◆ **SOURCE**:
·····
Wednesday, 03 August 2005
David Frankel wrote an excellent article called, Software Industrialization and the New IT, that describes what software abstractions are and why we want to raise the level.  First we started with 1s and 0s, which is ultimately what the computer understands, but as David points out, there has to be a better way.  There is, it was assembly language, ha ha, then third generation languages (3GLs) and then Model Driven Architecture (MDA) which represents the highest level of abstraction today.  As described in David's article, we continue to push the envelope with the next level of abstraction called, Computer-Assisted Business Process Management (CA-BPM) in which Barry Varga and I have invented one of these for the application integration world.
 
Ultimately, we want a drawing/modeling tool that allows a business analyst or a person that is not necessarily a programmer, to draw and describe the software to be built.  Since we are talking a virtual world here, the construction process (i.e. writing the code) can be fully automated using code generators that know how to read the output format of the drawing tool and code generate the solution to run on a target business process engine or server platform.  Therefore turning our incredibly labor intensive and error prone software development process into one that is predictable and repeatable.
·····
◆ **INPUT FOR THIS TASK**:
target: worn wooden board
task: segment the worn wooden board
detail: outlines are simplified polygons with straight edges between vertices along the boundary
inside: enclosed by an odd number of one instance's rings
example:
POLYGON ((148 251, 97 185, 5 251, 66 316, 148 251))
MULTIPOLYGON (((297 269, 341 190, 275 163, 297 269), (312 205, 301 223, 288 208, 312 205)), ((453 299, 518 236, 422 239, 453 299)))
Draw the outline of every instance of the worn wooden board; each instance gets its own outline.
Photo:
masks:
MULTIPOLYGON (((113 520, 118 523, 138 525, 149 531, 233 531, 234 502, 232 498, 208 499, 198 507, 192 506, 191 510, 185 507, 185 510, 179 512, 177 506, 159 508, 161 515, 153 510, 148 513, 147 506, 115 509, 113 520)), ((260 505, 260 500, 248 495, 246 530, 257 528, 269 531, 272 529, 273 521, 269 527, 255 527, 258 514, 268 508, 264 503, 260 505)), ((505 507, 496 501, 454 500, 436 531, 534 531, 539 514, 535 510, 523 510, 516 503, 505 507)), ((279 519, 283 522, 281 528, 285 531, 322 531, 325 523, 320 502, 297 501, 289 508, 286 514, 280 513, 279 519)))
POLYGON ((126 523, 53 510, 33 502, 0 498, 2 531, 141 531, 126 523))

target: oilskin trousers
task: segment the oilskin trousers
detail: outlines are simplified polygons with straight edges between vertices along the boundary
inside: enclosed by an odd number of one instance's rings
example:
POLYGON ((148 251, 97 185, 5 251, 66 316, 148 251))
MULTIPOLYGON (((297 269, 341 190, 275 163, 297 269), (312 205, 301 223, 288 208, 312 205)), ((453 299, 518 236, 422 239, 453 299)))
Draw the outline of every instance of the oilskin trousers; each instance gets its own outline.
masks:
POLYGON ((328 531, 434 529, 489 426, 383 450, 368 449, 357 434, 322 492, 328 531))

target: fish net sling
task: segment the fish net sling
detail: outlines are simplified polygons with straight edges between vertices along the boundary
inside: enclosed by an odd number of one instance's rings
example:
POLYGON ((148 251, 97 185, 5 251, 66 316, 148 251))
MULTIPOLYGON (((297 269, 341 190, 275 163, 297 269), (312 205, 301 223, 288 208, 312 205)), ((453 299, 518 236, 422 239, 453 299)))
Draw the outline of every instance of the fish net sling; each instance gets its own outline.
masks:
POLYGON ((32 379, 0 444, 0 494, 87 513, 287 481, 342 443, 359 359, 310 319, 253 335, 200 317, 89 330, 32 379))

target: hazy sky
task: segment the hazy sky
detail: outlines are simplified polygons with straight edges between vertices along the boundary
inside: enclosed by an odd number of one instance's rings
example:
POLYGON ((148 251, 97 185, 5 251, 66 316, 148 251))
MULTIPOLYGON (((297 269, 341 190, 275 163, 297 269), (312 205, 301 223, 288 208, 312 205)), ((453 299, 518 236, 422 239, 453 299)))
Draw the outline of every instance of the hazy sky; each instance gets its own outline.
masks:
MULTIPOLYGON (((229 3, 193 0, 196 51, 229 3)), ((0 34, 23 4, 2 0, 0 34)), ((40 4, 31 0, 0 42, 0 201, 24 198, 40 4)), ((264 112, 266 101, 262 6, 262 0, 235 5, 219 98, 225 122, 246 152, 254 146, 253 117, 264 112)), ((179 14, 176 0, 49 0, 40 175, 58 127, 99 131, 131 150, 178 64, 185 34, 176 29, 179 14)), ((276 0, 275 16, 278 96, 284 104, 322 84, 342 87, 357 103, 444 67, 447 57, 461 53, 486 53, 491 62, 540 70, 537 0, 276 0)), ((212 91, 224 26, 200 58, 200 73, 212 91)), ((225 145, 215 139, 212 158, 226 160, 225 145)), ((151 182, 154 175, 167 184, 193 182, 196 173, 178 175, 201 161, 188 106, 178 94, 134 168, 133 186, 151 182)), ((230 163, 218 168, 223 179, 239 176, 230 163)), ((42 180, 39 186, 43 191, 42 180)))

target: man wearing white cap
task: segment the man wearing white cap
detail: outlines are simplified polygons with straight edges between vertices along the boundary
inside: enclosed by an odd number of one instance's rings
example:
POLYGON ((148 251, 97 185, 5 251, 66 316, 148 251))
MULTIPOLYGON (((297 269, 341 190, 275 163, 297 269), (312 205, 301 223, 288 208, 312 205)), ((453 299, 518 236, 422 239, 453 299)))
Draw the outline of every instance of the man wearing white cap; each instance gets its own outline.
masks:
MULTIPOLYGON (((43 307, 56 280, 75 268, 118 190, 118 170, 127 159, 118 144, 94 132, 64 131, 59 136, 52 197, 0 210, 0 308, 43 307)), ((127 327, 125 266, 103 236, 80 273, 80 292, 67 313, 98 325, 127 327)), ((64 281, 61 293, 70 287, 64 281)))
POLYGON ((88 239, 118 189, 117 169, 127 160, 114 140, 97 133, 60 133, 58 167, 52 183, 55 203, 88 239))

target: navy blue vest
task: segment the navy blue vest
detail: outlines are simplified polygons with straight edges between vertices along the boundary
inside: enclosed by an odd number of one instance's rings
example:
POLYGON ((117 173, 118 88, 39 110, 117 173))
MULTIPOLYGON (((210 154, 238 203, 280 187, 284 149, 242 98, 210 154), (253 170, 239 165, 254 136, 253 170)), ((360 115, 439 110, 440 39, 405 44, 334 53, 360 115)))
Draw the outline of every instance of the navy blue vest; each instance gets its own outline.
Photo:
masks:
·····
◆ **STATED PROBLEM A**: Copy the stretch of the post on software abstraction from "Wednesday, 03 August" through "application integration world.".
◆ **STATED PROBLEM B**: Give the stretch of the listing from the line containing "target: fish net sling" through the line containing "POLYGON ((32 379, 0" with "fish net sling" swapped for "rope cargo net" and everything else left unchanged.

◆ **CORRECT RESPONSE A**:
Wednesday, 03 August 2005
David Frankel wrote an excellent article called, Software Industrialization and the New IT, that describes what software abstractions are and why we want to raise the level.  First we started with 1s and 0s, which is ultimately what the computer understands, but as David points out, there has to be a better way.  There is, it was assembly language, ha ha, then third generation languages (3GLs) and then Model Driven Architecture (MDA) which represents the highest level of abstraction today.  As described in David's article, we continue to push the envelope with the next level of abstraction called, Computer-Assisted Business Process Management (CA-BPM) in which Barry Varga and I have invented one of these for the application integration world.

◆ **CORRECT RESPONSE B**:
target: rope cargo net
task: segment the rope cargo net
detail: outlines are simplified polygons with straight edges between vertices along the boundary
inside: enclosed by an odd number of one instance's rings
example:
POLYGON ((148 251, 97 185, 5 251, 66 316, 148 251))
MULTIPOLYGON (((297 269, 341 190, 275 163, 297 269), (312 205, 301 223, 288 208, 312 205)), ((453 299, 518 236, 422 239, 453 299)))
Draw the outline of every instance of the rope cargo net; each instance gets its own outline.
masks:
POLYGON ((32 379, 0 444, 0 494, 87 513, 287 481, 342 443, 359 359, 310 319, 253 335, 200 317, 89 330, 32 379))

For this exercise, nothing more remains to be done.